• READING TEXT
☆ ☆ ☆
On the workstation nucws20, I did a 'caget -d 5' to return an integer value rather than the enumerated string

david.barker@nucws20: caget -d 5 H1:ALS-Y_LOCK_ERROR_FLAG

H1:ALS-Y_LOCK_ERROR_FLAG

    Value:            0

Same command on h1guardian0

controls@h1guardian0:~ 0$ caget -d 5 H1:ALS-Y_LOCK_ERROR_FLAG

H1:ALS-Y_LOCK_ERROR_FLAG

    Value:            1

More information can be obtained with the cainfo command

controls@h1guardian0:~ 0$ cainfo H1:ALS-Y_LOCK_ERROR_FLAG

H1:ALS-Y_LOCK_ERROR_FLAG

    State:            connected

    Host:             h1egw0.cds.ligo-wa.caltech.edu:42076

    Access:           read, write

    Native data type: DBF_ENUM

    Request type:     DBR_ENUM

    Element count:    1

CA.Client.Exception...............................................

    Warning: "Identical process variable names on multiple servers"

    Context: "Channel: "H1:ALS-Y_LOCK_ERROR_FLAG", Connecting to: h1egw0.cds.ligo-wa.caltech.edu:42076, Ignored: h1ecaty1.cds.ligo-wa.caltech.edu:5064"

    Source File: ../cac.cpp line 1297

    Current Time: Sat Jul 16 2016 19:56:42.065413401

..................................................................
☆ ☆ ☆
• ACTIONS TO TAKE
#1 Please translate this sentence from the channel access log into Spanish: "More information can be obtained with the cainfo command"
#2 In the channel access log, what native data type does cainfo report for H1:ALS-Y_LOCK_ERROR_FLAG?

[Labeling data for points on photos]
☆ ☆ ☆
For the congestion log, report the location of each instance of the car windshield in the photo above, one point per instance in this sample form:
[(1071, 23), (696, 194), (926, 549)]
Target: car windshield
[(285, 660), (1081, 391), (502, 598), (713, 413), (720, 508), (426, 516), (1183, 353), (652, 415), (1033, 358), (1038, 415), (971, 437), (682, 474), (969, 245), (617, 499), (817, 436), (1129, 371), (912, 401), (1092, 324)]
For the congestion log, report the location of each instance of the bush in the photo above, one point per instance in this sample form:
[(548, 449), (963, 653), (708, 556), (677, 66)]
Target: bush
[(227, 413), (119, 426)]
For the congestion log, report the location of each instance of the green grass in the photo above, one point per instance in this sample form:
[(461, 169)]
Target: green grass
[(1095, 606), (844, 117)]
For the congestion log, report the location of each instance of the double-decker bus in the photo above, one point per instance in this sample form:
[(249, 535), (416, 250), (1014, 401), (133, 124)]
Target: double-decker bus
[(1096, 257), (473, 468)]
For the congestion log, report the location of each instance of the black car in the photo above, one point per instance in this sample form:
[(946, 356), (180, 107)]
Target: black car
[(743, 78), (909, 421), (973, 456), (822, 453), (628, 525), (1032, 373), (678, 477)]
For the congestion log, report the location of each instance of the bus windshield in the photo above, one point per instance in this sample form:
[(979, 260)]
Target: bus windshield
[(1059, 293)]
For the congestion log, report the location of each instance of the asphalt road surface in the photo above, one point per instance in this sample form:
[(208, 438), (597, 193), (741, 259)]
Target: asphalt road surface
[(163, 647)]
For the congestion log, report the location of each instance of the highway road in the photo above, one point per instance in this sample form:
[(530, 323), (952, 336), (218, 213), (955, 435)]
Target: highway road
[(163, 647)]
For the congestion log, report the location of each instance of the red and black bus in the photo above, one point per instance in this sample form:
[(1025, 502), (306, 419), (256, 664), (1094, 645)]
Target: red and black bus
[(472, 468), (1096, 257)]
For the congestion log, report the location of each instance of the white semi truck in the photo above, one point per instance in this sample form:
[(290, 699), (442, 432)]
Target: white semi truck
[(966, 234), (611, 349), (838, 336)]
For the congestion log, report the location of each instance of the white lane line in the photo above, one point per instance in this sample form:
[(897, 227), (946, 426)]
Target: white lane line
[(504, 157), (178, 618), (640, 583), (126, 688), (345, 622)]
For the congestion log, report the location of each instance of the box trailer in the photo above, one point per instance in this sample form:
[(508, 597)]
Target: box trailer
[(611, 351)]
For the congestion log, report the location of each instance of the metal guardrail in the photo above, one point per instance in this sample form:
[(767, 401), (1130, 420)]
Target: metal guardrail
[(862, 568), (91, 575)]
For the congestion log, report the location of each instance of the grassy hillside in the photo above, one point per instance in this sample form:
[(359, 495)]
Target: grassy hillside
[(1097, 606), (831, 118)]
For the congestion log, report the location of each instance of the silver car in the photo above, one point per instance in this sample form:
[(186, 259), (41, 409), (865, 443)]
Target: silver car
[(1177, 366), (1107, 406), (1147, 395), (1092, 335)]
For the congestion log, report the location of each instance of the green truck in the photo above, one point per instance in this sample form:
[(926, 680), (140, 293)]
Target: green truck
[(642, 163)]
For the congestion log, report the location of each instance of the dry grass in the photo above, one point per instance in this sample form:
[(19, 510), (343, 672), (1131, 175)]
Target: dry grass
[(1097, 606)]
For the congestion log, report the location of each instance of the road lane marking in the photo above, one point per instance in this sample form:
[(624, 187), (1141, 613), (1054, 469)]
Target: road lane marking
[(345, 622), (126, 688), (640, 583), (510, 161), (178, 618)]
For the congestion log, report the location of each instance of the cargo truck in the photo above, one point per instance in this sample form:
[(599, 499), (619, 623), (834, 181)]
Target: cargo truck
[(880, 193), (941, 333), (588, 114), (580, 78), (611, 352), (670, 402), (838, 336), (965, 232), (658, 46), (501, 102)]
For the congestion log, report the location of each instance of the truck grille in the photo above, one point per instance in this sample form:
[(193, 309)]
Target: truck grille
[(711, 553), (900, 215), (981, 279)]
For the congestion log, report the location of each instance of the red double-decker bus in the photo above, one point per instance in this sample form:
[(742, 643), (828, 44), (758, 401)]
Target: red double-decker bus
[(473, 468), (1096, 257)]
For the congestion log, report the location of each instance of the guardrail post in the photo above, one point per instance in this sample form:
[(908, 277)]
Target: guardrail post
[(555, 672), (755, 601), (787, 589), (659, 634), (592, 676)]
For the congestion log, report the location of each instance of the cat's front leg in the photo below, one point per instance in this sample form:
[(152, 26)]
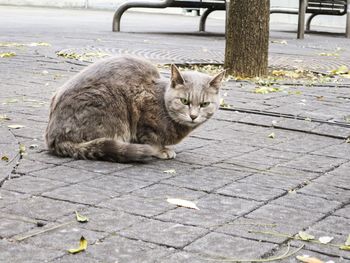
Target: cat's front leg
[(148, 136), (166, 153)]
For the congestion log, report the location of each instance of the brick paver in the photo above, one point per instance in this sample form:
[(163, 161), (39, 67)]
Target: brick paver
[(245, 183)]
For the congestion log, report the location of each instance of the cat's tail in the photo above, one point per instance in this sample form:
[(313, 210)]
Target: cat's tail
[(104, 149)]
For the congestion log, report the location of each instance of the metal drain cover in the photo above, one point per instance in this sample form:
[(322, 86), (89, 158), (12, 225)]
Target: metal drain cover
[(203, 56)]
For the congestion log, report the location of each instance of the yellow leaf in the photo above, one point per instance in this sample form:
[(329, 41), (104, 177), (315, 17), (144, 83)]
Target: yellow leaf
[(171, 171), (329, 54), (80, 218), (266, 90), (183, 203), (5, 158), (305, 236), (347, 242), (7, 54), (15, 126), (347, 248), (341, 70), (82, 246), (307, 259), (22, 149), (4, 118), (36, 44), (223, 104), (325, 239)]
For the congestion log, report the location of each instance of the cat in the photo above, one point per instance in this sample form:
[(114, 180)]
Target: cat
[(120, 109)]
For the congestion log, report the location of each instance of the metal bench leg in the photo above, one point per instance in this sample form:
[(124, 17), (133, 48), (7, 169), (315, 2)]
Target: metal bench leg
[(301, 19), (308, 22), (125, 6), (204, 19), (347, 33)]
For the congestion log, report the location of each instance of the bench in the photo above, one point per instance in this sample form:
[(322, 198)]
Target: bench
[(315, 8), (209, 5)]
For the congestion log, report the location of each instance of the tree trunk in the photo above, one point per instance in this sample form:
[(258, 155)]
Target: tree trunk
[(247, 37)]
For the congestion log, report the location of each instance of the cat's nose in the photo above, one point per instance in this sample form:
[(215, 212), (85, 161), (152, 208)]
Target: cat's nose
[(193, 116)]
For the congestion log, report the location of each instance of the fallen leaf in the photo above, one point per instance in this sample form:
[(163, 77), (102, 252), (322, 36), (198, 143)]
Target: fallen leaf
[(341, 70), (80, 218), (36, 44), (22, 149), (8, 101), (347, 248), (7, 54), (305, 236), (5, 158), (283, 42), (329, 54), (33, 146), (183, 203), (4, 118), (266, 90), (15, 126), (325, 239), (346, 118), (308, 259), (82, 246), (223, 104), (171, 171), (347, 242)]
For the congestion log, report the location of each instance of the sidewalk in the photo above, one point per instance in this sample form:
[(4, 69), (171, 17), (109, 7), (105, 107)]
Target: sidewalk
[(261, 171)]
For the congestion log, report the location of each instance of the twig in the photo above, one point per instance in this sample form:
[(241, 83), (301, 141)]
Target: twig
[(283, 256), (44, 231)]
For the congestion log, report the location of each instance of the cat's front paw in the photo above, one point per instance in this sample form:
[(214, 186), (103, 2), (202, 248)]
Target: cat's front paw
[(165, 154)]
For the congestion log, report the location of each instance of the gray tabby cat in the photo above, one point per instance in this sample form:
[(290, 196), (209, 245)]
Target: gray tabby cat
[(121, 110)]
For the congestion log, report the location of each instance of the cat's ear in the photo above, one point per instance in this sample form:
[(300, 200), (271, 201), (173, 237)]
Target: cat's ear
[(176, 77), (217, 80)]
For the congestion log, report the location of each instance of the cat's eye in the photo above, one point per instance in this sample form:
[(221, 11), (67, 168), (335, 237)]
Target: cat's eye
[(185, 101), (204, 104)]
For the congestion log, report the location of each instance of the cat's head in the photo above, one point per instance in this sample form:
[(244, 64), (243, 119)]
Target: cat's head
[(192, 97)]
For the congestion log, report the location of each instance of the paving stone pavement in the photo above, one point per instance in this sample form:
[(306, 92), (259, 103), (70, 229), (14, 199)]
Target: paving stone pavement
[(246, 184)]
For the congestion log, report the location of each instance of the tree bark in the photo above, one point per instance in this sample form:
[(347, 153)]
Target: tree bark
[(247, 37)]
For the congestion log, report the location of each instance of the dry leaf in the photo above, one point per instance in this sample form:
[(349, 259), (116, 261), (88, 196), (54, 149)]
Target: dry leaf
[(33, 146), (341, 70), (5, 158), (347, 242), (82, 246), (7, 54), (15, 126), (183, 203), (171, 171), (308, 259), (305, 236), (347, 248), (36, 44), (223, 104), (22, 149), (80, 218), (325, 239), (4, 117)]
☆ ☆ ☆
• THE RESPONSES
#1 Se puede obtener más información con el comando cainfo.

#2 DBF_ENUM